### Provided information
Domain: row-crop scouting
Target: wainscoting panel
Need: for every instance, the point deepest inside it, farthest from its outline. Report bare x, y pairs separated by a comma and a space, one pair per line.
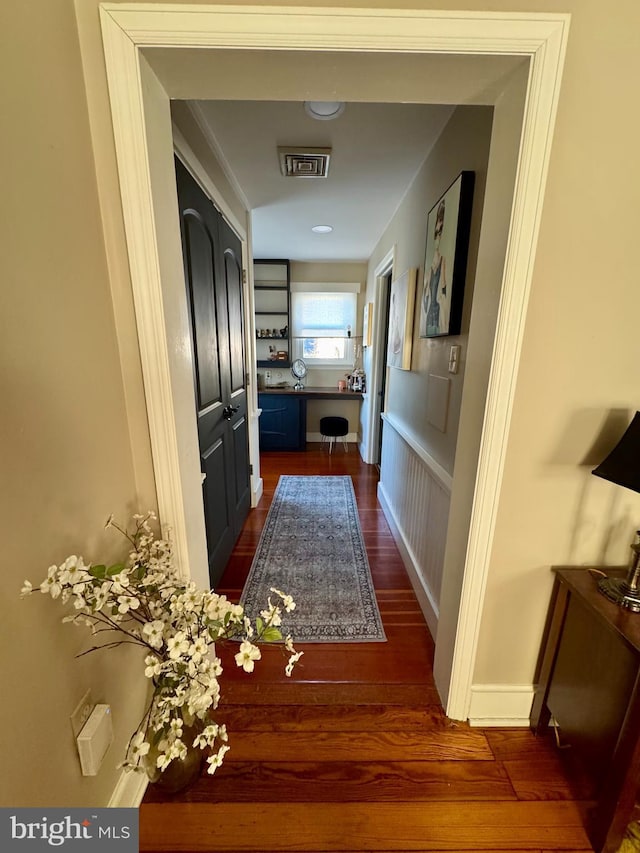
415, 494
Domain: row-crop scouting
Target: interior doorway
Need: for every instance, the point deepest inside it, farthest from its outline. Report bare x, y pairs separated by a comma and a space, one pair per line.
140, 111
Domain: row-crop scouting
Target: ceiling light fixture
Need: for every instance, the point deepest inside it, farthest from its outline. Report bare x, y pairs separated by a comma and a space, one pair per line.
324, 110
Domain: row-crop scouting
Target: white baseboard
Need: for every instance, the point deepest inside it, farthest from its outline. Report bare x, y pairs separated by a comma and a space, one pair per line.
317, 436
500, 704
425, 600
129, 790
257, 490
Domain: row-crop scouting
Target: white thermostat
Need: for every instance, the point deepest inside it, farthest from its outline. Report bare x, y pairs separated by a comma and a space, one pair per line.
94, 739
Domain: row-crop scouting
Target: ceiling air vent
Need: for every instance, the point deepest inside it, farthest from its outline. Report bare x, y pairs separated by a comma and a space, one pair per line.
304, 162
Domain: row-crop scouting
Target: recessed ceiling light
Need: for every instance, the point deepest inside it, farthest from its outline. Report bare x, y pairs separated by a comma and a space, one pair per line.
324, 110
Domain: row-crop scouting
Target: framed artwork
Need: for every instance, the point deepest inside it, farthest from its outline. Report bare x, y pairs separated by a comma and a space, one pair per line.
445, 262
367, 324
401, 305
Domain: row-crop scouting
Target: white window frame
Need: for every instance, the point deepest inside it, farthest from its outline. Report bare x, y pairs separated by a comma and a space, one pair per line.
299, 335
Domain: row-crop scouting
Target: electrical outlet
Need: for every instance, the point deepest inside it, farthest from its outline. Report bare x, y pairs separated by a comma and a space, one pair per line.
81, 714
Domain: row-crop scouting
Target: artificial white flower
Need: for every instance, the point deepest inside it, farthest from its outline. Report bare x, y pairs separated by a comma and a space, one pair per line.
126, 603
177, 645
153, 632
145, 601
292, 661
247, 656
72, 570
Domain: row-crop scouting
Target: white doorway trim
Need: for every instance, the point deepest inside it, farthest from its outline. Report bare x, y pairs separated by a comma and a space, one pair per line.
138, 103
382, 270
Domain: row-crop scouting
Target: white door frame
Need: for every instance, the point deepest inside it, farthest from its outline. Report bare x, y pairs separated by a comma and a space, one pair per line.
376, 366
139, 104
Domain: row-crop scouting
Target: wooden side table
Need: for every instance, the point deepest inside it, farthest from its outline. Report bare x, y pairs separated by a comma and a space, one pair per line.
589, 681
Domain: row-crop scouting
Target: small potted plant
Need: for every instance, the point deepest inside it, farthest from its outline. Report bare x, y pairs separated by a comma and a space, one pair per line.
145, 602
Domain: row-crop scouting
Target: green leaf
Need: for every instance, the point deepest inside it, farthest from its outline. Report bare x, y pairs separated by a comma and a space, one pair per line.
272, 635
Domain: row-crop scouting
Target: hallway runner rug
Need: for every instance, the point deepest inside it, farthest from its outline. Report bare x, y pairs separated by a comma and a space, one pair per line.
312, 548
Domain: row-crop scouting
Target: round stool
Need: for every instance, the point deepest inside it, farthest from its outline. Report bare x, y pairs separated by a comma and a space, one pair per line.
332, 428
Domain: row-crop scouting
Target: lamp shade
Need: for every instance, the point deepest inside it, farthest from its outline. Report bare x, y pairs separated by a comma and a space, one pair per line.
622, 465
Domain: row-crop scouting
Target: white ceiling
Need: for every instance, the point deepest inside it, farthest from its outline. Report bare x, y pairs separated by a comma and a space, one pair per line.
376, 151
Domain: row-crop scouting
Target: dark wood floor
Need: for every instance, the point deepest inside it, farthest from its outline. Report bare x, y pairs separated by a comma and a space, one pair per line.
354, 753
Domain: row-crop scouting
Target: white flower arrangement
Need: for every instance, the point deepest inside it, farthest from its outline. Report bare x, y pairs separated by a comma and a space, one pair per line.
145, 602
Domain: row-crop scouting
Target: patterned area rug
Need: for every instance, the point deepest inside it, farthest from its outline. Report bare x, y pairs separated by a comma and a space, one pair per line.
312, 548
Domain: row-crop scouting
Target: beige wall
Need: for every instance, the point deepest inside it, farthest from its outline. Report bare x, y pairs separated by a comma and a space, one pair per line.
66, 452
67, 435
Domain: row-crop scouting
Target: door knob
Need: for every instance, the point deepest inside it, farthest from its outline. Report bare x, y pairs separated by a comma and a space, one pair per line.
228, 412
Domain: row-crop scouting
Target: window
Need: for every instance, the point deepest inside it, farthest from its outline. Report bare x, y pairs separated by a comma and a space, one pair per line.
321, 322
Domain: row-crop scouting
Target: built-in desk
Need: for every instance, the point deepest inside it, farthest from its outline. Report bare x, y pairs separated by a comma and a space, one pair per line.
283, 421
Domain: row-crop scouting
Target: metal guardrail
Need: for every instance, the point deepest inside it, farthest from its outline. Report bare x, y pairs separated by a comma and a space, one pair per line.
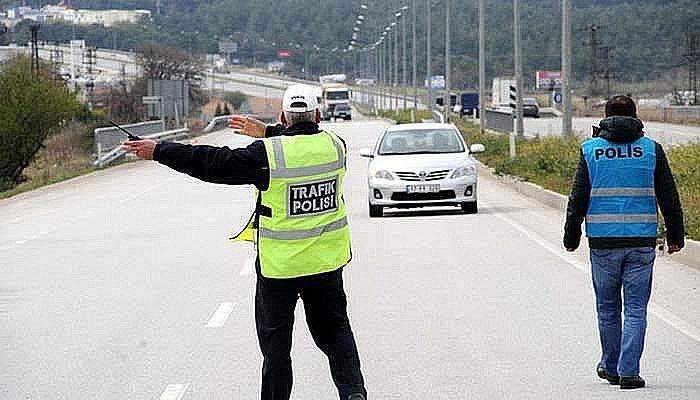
217, 123
499, 121
118, 152
109, 138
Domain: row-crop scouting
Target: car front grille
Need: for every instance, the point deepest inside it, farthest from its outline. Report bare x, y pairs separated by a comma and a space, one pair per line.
441, 195
430, 176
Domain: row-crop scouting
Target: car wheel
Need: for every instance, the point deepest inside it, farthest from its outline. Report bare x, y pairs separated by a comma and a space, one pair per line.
376, 211
470, 207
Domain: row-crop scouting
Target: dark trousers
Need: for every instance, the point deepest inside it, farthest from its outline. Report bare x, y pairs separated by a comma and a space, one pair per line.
326, 314
622, 277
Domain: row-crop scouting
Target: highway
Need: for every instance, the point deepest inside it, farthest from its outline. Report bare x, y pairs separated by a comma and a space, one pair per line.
121, 284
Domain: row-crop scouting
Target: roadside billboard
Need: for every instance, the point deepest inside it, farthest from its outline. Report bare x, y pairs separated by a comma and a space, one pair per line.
549, 80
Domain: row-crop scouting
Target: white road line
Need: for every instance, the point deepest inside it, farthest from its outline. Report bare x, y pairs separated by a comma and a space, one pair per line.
663, 314
150, 189
220, 315
175, 391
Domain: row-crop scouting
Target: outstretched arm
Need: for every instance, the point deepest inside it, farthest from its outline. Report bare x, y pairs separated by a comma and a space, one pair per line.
211, 164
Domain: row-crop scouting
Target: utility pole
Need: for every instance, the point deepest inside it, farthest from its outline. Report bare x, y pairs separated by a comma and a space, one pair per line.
605, 70
404, 70
35, 48
414, 50
482, 66
447, 100
693, 57
594, 70
428, 66
566, 65
518, 70
396, 65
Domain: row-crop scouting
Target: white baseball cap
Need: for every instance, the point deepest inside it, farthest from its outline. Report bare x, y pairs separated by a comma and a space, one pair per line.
299, 98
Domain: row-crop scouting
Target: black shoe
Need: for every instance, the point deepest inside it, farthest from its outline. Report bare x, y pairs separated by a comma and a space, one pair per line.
602, 374
631, 382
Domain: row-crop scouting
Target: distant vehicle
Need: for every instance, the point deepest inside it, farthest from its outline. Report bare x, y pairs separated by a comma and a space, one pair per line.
501, 91
422, 165
333, 94
469, 103
439, 101
530, 107
342, 111
333, 78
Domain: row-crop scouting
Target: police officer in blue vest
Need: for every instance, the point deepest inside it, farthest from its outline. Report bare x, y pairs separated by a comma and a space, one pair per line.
621, 180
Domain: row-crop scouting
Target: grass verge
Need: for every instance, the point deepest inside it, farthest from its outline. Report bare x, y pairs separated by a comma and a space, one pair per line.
551, 163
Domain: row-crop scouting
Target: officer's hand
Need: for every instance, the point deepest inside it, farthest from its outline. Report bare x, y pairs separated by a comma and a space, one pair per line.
141, 148
674, 248
247, 126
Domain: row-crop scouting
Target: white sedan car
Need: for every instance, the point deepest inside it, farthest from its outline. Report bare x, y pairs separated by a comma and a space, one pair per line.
421, 165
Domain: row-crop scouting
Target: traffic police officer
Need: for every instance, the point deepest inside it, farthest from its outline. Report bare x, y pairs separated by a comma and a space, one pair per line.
621, 177
301, 230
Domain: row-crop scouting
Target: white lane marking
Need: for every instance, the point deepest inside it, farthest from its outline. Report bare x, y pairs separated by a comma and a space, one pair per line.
218, 319
663, 314
175, 391
150, 189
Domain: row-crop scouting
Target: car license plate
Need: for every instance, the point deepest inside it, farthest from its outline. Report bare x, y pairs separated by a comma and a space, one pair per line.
422, 188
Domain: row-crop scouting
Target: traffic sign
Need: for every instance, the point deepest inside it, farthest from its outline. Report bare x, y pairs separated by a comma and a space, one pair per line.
228, 47
557, 97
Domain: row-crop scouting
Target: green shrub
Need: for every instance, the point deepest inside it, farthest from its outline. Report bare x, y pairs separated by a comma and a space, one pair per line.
551, 163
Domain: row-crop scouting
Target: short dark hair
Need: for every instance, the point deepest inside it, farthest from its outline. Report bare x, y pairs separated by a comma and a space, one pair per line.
621, 106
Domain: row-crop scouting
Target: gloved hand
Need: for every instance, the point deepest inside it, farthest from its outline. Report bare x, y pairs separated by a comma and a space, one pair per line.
248, 126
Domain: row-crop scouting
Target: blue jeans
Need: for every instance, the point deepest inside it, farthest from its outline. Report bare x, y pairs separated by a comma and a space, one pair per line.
628, 271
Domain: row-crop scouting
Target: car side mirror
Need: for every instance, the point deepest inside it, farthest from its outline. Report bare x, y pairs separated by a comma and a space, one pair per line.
477, 148
366, 152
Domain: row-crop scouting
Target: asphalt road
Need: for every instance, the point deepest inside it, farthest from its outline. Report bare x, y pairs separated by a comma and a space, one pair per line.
121, 284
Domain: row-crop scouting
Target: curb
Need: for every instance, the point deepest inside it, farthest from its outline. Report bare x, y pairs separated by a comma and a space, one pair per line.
690, 255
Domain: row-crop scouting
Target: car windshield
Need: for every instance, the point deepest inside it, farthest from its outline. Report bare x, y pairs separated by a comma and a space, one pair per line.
337, 95
423, 141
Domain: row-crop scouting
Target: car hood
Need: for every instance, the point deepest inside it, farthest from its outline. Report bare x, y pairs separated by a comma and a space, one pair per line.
411, 162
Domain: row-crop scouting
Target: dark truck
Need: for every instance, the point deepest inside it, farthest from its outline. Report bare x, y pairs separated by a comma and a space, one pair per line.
469, 103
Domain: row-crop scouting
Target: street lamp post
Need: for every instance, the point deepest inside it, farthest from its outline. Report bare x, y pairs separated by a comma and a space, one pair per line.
414, 54
447, 100
482, 66
404, 71
428, 66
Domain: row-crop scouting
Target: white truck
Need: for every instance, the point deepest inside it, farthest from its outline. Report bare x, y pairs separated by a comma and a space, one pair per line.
333, 94
501, 91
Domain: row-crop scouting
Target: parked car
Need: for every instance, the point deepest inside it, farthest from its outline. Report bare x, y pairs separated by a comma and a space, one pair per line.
422, 165
530, 107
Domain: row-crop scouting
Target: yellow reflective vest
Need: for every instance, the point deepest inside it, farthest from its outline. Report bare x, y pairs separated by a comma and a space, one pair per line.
307, 232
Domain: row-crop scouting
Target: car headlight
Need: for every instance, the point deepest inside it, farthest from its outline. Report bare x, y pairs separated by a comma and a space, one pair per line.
384, 174
464, 171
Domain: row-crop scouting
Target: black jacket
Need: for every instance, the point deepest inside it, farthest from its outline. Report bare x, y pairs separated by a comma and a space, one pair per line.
624, 130
243, 166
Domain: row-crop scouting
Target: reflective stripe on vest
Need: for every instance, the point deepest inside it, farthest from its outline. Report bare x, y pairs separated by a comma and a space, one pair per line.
308, 231
623, 199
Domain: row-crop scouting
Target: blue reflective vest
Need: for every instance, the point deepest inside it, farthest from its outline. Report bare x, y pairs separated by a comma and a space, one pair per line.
623, 200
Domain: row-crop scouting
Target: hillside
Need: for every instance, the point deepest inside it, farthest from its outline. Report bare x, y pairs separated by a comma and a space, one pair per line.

### Exercise instructions
Copy every line of the rows above that contains the string "doorway". Matching is case-sensitive.

### Result of the exercise
Target: interior doorway
Target: white doorway trim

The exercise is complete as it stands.